*Task instructions*:
1 – Answer these questions using the podcast page on accounting and sustainability below:
(a) At which two institutions was Ian Thomson Professor of Accounting until recently?
(b) From a sustainable accounting and circular economy point of view, how is waste defined?
(c) What kind of thinking does conventional accounting reinforce?
2 – Transcribe the passage of the podcast page on accounting and sustainability that runs between "Accounting and Sustainability" and "a value from.", inclusive.

*Source*:
%%

#28 The Power of Accounting in Sustainability

How can accounting make an organisation more sustainable?

Until recently Ian Thomson was Professor of Accounting at Heriot-Watt University and Strathclyde Business School.

His research has included interdisciplinary studies on implementation of cleaner technology, establishing industrial ecologies, effective stakeholder engagement, risk governance in water and salmon farming, sustainable development indicators, government policy making and external accounting.

He has been called as an expert witness to the Scottish Parliament’s Finance and Infrastructure; Capital Investment Committees, Special Policy Advisor to the Scottish Parliament’s Transport, Infrastructure and Climate Change Committee, Budget Advisor to the Scottish Parliaments’ Cities and Infrastructure Committee, invited speaker at UN Seminar on World Food Programme, and was a member of the expert stakeholder panel for the Sustainable Development Commission (Scotland).

Ian Thomson for Sustainable : The Podcast

Accounting and Sustainability

Most people think that accounting, and calculating of costs and obsession with profit, is something which drives unsustainability. The strength of accounting, however, is making visible the financial benefits that can drive sustainability.

Bad business practices are often hidden in the financial system. Most people do not know what they are doing with their electricity and water. They are not aware if they are using the energy they buy efficiently.

Better Decisions

From a sustainable accounting perspective, and from a circular economy point of view, waste is a purchase one cannot get a value from.

How much profit is a business making by the quantity of resources it is using?

How much profit is it making from per kilowatt of energy?

How much profit comes from per kilo of waste?

Information on these helps to link financial costs with the resources and how the organisations are using the resources.

Sustainable accounting lets us see if we are using our resources efficiently.

Future sustainable accounting will be based on wider sustainable goals, including environment and society at large. The longevity of an organisation will depend on if they are nurturing the society they serve.

Circular Economy Accounting

Currently accounting in most companies is mostly linear. If you are making money selling a product, you are making a profit. And if you have stuff that’s going to waste, that is seen as normal waste – waste that you just expect to happen.

There is no sense of responsibility for the waste, or looking at it as a form of potential value.

Conventional accounting reinforces this kind of linear thinking. With circular economy, we start looking at where the resources go.

Sustainable accounting for a circular economy keeps a track of the resources and the industry ecology.

%%

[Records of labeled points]
%%

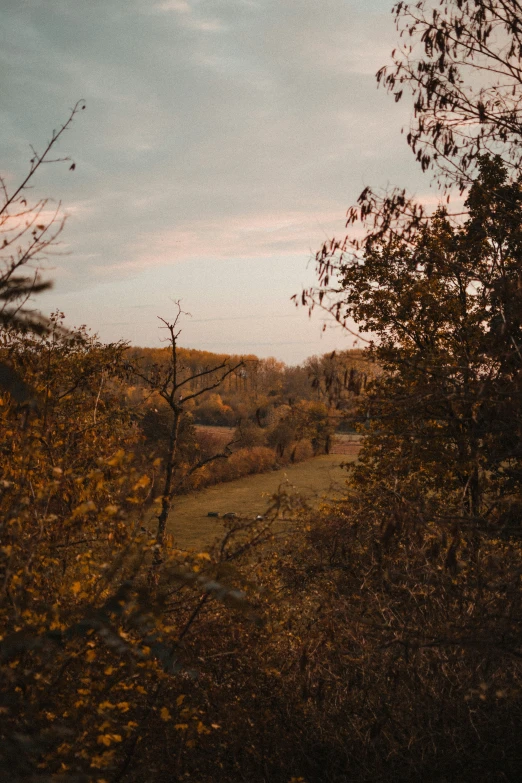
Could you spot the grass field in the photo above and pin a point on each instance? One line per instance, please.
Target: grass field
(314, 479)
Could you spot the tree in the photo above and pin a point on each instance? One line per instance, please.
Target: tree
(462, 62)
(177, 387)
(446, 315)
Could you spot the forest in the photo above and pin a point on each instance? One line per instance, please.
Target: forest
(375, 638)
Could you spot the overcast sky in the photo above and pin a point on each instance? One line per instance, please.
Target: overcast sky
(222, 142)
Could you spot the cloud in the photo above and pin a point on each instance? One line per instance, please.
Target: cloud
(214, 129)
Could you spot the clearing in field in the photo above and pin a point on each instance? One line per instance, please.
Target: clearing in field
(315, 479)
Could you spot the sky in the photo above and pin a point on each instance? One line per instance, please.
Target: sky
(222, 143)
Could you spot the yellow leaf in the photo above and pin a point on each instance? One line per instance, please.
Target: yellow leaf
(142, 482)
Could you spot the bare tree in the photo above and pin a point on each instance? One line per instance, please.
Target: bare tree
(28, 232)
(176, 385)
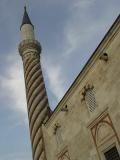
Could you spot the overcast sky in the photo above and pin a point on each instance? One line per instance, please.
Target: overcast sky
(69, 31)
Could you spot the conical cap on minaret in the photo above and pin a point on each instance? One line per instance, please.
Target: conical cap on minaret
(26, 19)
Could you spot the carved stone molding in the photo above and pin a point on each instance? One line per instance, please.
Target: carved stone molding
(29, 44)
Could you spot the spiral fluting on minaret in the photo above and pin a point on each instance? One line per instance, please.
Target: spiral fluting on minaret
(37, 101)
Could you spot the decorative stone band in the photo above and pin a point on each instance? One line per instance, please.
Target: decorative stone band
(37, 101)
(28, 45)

%%
%%

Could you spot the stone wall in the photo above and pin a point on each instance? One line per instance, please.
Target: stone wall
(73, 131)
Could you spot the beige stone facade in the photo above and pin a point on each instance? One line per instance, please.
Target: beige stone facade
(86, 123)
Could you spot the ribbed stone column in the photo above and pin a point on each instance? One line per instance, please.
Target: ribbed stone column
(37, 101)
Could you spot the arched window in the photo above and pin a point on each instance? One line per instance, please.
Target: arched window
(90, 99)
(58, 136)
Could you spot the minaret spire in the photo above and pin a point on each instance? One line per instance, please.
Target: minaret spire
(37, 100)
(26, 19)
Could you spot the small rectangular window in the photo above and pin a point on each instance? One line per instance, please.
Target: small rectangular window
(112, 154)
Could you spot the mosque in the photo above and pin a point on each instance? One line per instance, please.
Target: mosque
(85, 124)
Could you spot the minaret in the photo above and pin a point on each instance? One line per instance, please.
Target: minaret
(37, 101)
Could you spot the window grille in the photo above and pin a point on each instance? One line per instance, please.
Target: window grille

%%

*Final answers*:
1 –
(a) Heriot-Watt University and Strathclyde Business School.
(b) As a purchase one cannot get a value from.
(c) Linear thinking.

2 –
Accounting and Sustainability

Most people think that accounting, and calculating of costs and obsession with profit, is something which drives unsustainability. The strength of accounting, however, is making visible the financial benefits that can drive sustainability.

Bad business practices are often hidden in the financial system. Most people do not know what they are doing with their electricity and water. They are not aware if they are using the energy they buy efficiently.

Better Decisions

From a sustainable accounting perspective, and from a circular economy point of view, waste is a purchase one cannot get a value from.